*Goal of the exercise*.
Extend the interview transcript about Trump's threats against the January 6th committee, picking up right after its final line.

*Provided passage*.
Congresswoman Zoe Lofgren
Thanks. Glad to be here.
Host
Rachel, let me just start by asking your reaction to Trump's threats, to Trump's claim that he thinks that you and the other members of Congress who are part of the investigation should be jailed.
Congresswoman Zoe Lofgren
Well, it's absurd. You know, our committee was duly constituted. We worked really hard to do the job we were assigned to do, which was to uncover the events leading up to January 6th. We uncovered a wide ranging plot with Trump at the center of that plot to essentially steal the election, to overturn it, culminating in his summoning a mob to Washington, knowing that they were armed, sending them down to the Capitol to stop the proceedings. You know, more than 1,000 of those rioters have pled guilty. They, they did terrible things to police officers. They beat them, they sprayed them with chemicals, they tased them. Officers lost fingers, lost an eye, were permanently disabled. You know, go to the Department of Justice case files and read the summary of what these guys did, that he would think about pardoning them while trying, in violation of the law and the Constitution. Constitution. To somehow suggest that the legislative committee that did this work, that uncovered his unsavory role was somehow in the wrong is ridiculous. Go to the Government Printing Office, take a look at the evidence. Everything we found is there. Read the transcripts, take a look at the emails and the text messages. Listen to the radio traffic. This was a horrendous event that we uncovered for the American public. And, you know, it's protected by the Constitution. Article 1, Section 6 says that the Congress speech or debate clause, Congress cannot be questioned in any other place for our legislative work. So this threat is an empty one and really pretty ridiculous if it is.
Host
An empty threat and he can't credibly threaten jail time. Right. For members of Congress for having done been part of this investigation. If that's something that he's going to threaten, but he's not going to be able to carry out, but he is going to be able to carry out his, the other side of this threat, which is to set free all the people who committed crimes and were convicted of crimes, even including violence on January 6th, what do you think the effect of that will be on the country? What does that do to us as a polity, as a democracy, as a country? What does that do to us?

*Material provided*.
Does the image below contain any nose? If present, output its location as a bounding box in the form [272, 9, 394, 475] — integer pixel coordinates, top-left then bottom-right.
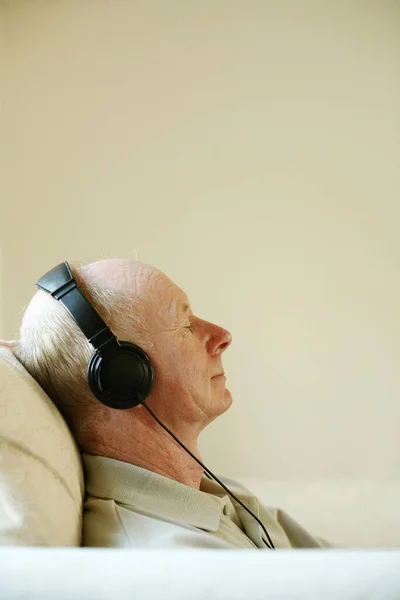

*Task result*.
Congresswoman Zoe Lofgren
Trump is not a believer in the rule of law. We know that from all of his activities. And that you would pardon people who committed this violence who were either Convicted or pled guilty of really violent acts really undercuts the rule of law. I mean, you know, clemency is for people who have earned it. People. You know, we see people who have mended their ways. Right now, we've got rioters in court saying that they don't care. You know, Trump is going to pardon them anyhow. It's a really very destructive suggestion that we would pardon these criminals and try and threaten people who aren't criminals. The January 6th committee members, Congresswoman Zolofgren.
Host
Of California, I appreciate your time tonight. I'm sort of. I'm implicitly sorry to ask you to come on, to respond to these things, but I want your voice to be out there as loud as anyone's in telling this story. Thank you for being here.
Congresswoman Zoe Lofgren
Well, it's important that the committee let him know we're not going to be intimidated.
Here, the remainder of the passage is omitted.